Dataset items:
▶
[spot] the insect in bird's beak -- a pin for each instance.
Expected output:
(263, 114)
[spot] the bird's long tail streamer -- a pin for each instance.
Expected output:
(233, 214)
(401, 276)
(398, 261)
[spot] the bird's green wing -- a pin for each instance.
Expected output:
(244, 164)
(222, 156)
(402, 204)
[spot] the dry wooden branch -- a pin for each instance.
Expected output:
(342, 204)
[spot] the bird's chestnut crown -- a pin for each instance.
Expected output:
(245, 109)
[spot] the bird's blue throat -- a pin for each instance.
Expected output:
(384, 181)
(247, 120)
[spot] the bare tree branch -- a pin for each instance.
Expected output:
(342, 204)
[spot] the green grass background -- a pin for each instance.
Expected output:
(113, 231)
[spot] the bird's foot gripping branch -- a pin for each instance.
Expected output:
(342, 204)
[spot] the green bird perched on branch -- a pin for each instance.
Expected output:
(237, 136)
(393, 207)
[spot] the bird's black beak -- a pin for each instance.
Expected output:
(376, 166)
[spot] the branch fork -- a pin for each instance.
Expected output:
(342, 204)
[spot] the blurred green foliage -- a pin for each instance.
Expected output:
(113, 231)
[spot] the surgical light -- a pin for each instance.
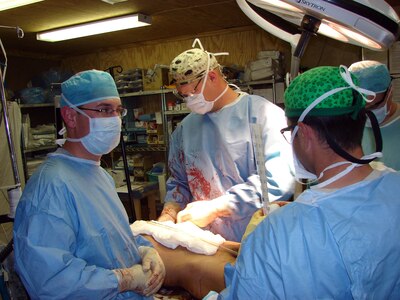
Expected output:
(8, 4)
(365, 23)
(93, 28)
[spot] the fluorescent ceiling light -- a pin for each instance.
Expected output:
(93, 28)
(8, 4)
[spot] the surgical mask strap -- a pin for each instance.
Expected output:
(337, 176)
(314, 104)
(61, 142)
(344, 72)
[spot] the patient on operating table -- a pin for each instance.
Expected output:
(194, 272)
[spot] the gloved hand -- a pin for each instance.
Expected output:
(151, 261)
(145, 279)
(205, 212)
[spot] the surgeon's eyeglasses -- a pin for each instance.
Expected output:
(181, 96)
(287, 133)
(121, 111)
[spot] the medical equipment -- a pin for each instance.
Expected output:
(370, 24)
(14, 192)
(256, 134)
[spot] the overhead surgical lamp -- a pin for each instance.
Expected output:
(366, 23)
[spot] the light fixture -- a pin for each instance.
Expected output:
(7, 4)
(365, 23)
(93, 28)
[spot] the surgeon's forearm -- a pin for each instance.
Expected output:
(169, 212)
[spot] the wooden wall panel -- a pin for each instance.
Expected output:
(242, 46)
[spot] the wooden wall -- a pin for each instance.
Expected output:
(21, 70)
(242, 44)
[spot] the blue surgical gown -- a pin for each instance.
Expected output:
(71, 230)
(213, 155)
(391, 143)
(326, 245)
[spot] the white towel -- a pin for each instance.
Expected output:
(184, 234)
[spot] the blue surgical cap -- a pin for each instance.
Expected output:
(371, 75)
(88, 86)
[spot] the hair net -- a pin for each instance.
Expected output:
(88, 86)
(190, 65)
(317, 82)
(372, 75)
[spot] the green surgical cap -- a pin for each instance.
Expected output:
(312, 84)
(372, 75)
(88, 86)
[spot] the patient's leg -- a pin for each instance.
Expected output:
(196, 273)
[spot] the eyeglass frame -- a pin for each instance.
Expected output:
(179, 95)
(289, 128)
(122, 111)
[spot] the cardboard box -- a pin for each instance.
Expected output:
(155, 79)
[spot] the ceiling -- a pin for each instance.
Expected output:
(170, 19)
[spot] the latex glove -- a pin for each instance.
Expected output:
(151, 261)
(145, 279)
(203, 213)
(137, 280)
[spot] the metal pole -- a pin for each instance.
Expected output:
(128, 178)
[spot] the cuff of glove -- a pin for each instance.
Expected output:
(171, 210)
(222, 206)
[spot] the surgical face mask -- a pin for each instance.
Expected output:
(380, 114)
(300, 171)
(104, 133)
(103, 137)
(197, 103)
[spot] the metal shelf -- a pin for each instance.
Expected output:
(142, 148)
(176, 112)
(144, 93)
(36, 105)
(49, 147)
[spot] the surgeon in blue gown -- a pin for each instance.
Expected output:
(338, 239)
(72, 237)
(213, 173)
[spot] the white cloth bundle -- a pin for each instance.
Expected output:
(184, 234)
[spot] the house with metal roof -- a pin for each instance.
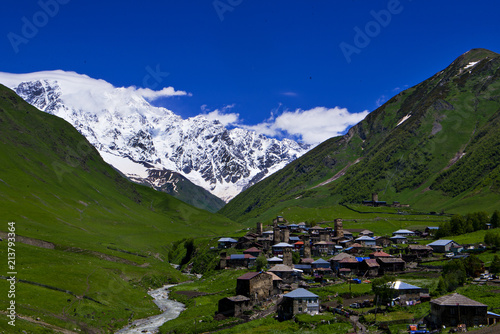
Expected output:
(407, 294)
(366, 241)
(442, 246)
(391, 264)
(255, 285)
(296, 302)
(367, 233)
(227, 243)
(254, 251)
(240, 260)
(455, 309)
(399, 239)
(278, 248)
(403, 233)
(284, 272)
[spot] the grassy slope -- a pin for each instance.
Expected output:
(452, 112)
(56, 187)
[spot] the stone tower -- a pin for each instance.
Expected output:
(339, 229)
(286, 235)
(307, 247)
(287, 257)
(259, 229)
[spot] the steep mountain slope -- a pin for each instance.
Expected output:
(88, 241)
(434, 145)
(133, 135)
(181, 188)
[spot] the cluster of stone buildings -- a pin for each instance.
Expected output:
(345, 256)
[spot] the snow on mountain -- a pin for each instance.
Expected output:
(135, 137)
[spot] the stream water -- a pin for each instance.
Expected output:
(171, 309)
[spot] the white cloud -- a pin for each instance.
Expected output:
(155, 94)
(313, 126)
(381, 100)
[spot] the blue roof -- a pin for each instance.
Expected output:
(404, 231)
(227, 240)
(398, 285)
(300, 293)
(365, 238)
(302, 266)
(283, 244)
(321, 261)
(440, 243)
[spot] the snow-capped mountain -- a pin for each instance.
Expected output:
(135, 137)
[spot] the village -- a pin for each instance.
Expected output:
(285, 260)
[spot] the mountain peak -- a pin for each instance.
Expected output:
(120, 122)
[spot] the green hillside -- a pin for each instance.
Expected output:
(434, 146)
(82, 228)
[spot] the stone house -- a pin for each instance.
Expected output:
(278, 248)
(349, 263)
(234, 306)
(391, 264)
(240, 260)
(382, 241)
(370, 267)
(296, 302)
(455, 309)
(442, 246)
(255, 285)
(419, 250)
(334, 261)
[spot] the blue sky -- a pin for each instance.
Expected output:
(284, 68)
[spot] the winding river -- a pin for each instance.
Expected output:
(171, 309)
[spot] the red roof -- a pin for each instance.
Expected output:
(250, 275)
(348, 260)
(372, 263)
(380, 254)
(252, 250)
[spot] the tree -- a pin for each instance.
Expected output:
(457, 224)
(492, 238)
(381, 287)
(442, 287)
(495, 265)
(495, 219)
(260, 262)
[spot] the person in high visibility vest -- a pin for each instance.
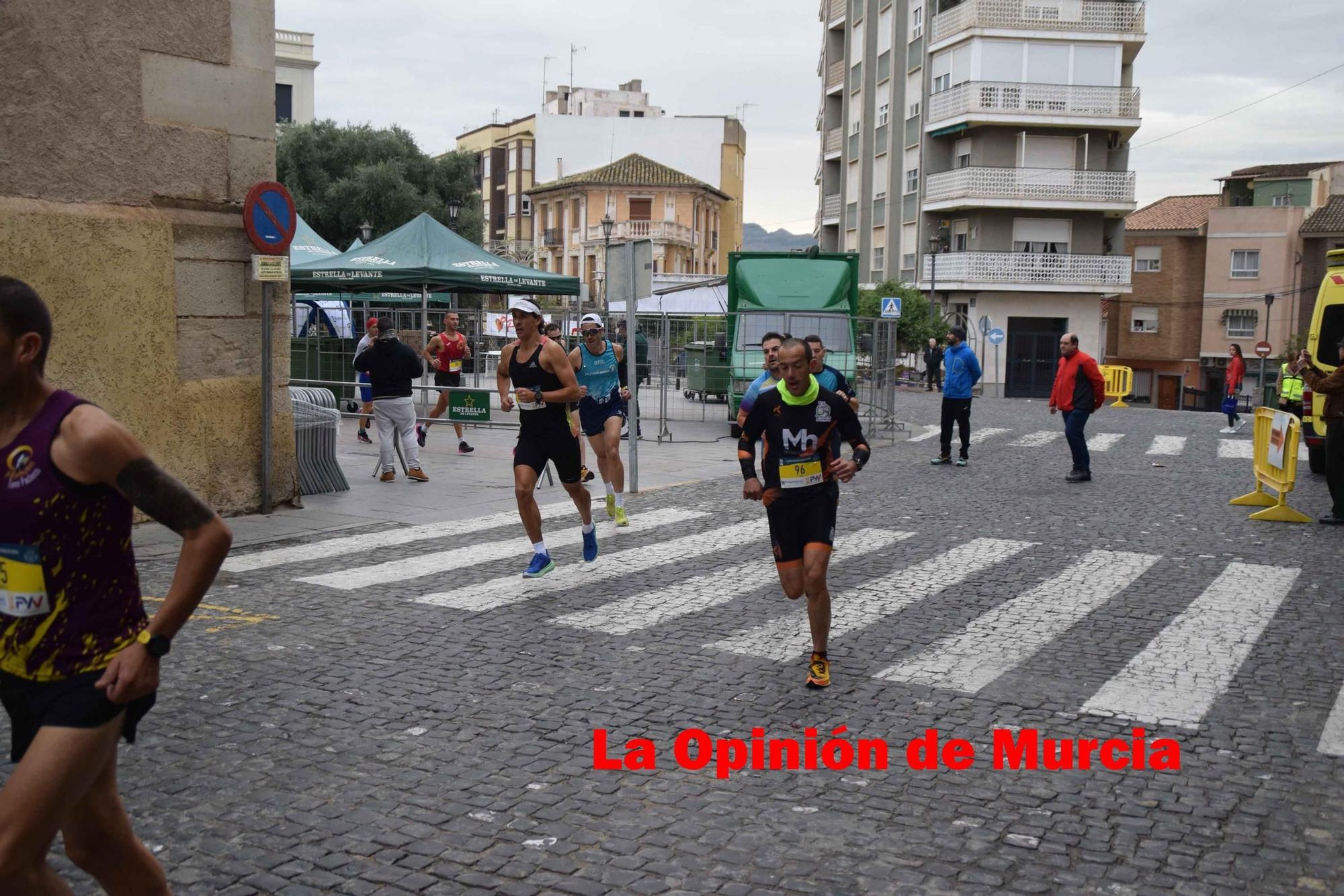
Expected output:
(1291, 392)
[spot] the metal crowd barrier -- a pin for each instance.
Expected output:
(317, 428)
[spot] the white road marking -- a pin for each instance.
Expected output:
(1179, 675)
(1333, 737)
(654, 608)
(853, 609)
(1167, 445)
(1037, 440)
(1014, 632)
(515, 546)
(373, 541)
(1104, 441)
(514, 589)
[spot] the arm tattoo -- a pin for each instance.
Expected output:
(163, 498)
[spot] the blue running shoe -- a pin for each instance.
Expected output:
(540, 566)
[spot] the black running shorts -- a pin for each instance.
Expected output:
(71, 703)
(560, 448)
(799, 523)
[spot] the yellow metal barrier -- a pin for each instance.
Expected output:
(1120, 382)
(1275, 429)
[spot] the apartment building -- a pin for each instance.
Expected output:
(1157, 330)
(1007, 190)
(646, 201)
(295, 66)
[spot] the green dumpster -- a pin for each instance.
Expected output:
(708, 371)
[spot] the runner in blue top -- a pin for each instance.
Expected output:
(601, 377)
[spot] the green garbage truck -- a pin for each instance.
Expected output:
(798, 294)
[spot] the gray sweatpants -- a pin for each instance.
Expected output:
(396, 414)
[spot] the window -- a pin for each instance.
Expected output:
(1247, 264)
(284, 103)
(1241, 323)
(1143, 320)
(1148, 260)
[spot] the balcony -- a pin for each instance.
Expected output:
(831, 209)
(1005, 103)
(1030, 272)
(835, 76)
(661, 230)
(1030, 189)
(1079, 17)
(834, 142)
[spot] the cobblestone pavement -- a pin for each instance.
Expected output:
(337, 726)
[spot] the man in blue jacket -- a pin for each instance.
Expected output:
(963, 373)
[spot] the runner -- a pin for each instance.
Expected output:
(79, 658)
(366, 393)
(800, 491)
(544, 382)
(601, 377)
(446, 354)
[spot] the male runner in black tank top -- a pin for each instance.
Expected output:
(544, 385)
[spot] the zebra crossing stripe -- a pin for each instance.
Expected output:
(1167, 445)
(1104, 441)
(513, 589)
(650, 609)
(1333, 738)
(1179, 675)
(1014, 632)
(1037, 440)
(853, 609)
(515, 546)
(373, 541)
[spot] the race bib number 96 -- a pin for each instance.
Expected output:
(24, 592)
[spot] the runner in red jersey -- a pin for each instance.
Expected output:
(79, 655)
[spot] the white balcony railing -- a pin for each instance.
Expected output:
(1032, 183)
(1014, 100)
(1030, 268)
(1041, 15)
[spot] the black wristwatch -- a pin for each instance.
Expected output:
(157, 645)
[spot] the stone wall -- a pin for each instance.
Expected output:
(134, 131)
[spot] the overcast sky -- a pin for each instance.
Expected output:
(440, 68)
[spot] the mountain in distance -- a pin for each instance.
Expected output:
(757, 240)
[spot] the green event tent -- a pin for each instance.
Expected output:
(424, 255)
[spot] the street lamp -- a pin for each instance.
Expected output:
(608, 224)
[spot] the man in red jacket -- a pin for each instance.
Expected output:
(1080, 390)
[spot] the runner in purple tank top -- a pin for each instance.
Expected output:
(79, 656)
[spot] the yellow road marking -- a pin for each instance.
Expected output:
(229, 617)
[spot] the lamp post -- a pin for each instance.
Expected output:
(608, 224)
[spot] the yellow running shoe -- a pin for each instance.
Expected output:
(819, 672)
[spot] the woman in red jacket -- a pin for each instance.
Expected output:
(1236, 374)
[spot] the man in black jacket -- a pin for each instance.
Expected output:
(392, 366)
(933, 365)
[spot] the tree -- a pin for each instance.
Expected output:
(919, 322)
(343, 177)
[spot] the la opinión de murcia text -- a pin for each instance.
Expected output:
(1011, 750)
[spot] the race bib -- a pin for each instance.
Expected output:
(24, 592)
(800, 474)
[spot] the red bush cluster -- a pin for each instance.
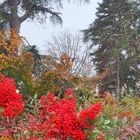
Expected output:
(64, 122)
(10, 100)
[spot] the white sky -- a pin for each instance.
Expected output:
(75, 17)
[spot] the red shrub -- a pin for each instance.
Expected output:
(10, 100)
(64, 122)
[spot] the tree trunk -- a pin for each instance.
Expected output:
(118, 78)
(14, 21)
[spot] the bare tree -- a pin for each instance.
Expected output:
(71, 44)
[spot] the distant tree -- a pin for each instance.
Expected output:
(15, 12)
(72, 45)
(113, 34)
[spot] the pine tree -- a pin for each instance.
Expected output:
(113, 34)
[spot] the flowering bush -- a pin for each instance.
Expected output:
(64, 121)
(10, 100)
(50, 117)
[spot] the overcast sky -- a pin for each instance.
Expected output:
(75, 17)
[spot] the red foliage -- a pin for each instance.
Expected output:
(64, 122)
(10, 100)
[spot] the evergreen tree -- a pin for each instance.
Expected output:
(113, 34)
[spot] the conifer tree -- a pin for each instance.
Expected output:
(113, 33)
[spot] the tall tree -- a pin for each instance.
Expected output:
(72, 45)
(15, 12)
(113, 34)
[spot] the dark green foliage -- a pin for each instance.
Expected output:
(115, 38)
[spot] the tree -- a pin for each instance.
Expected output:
(113, 34)
(72, 45)
(14, 12)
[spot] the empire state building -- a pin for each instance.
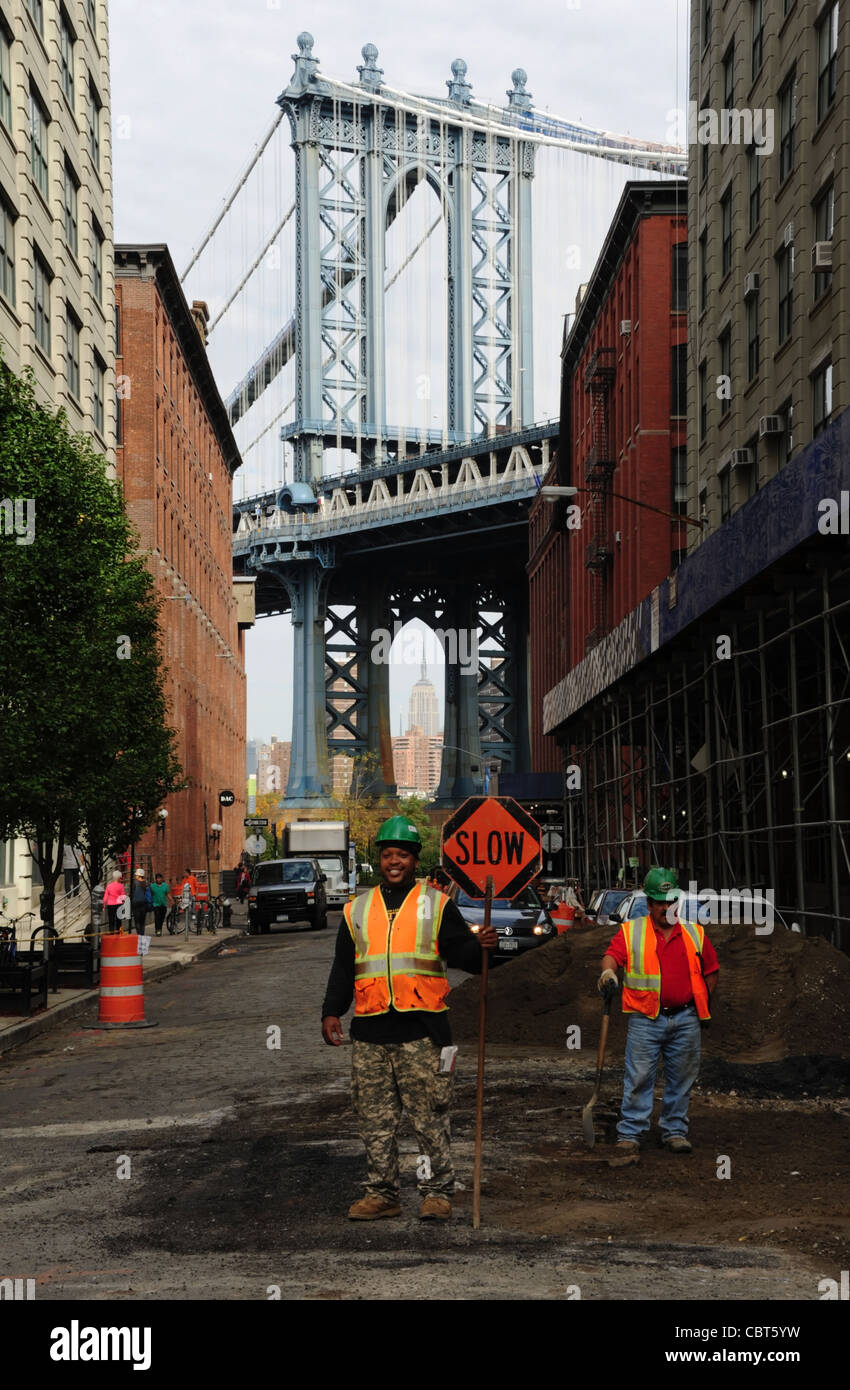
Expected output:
◀
* [DESCRIPTION OF THE TASK]: The word "tank" may appear in several lines of the data; copy every line where it does.

* [EXPECTED OUTPUT]:
[spot] the male runner in black tank top -- a pin for each instance.
[spot] the runner in purple tank top -- a pin for each instance.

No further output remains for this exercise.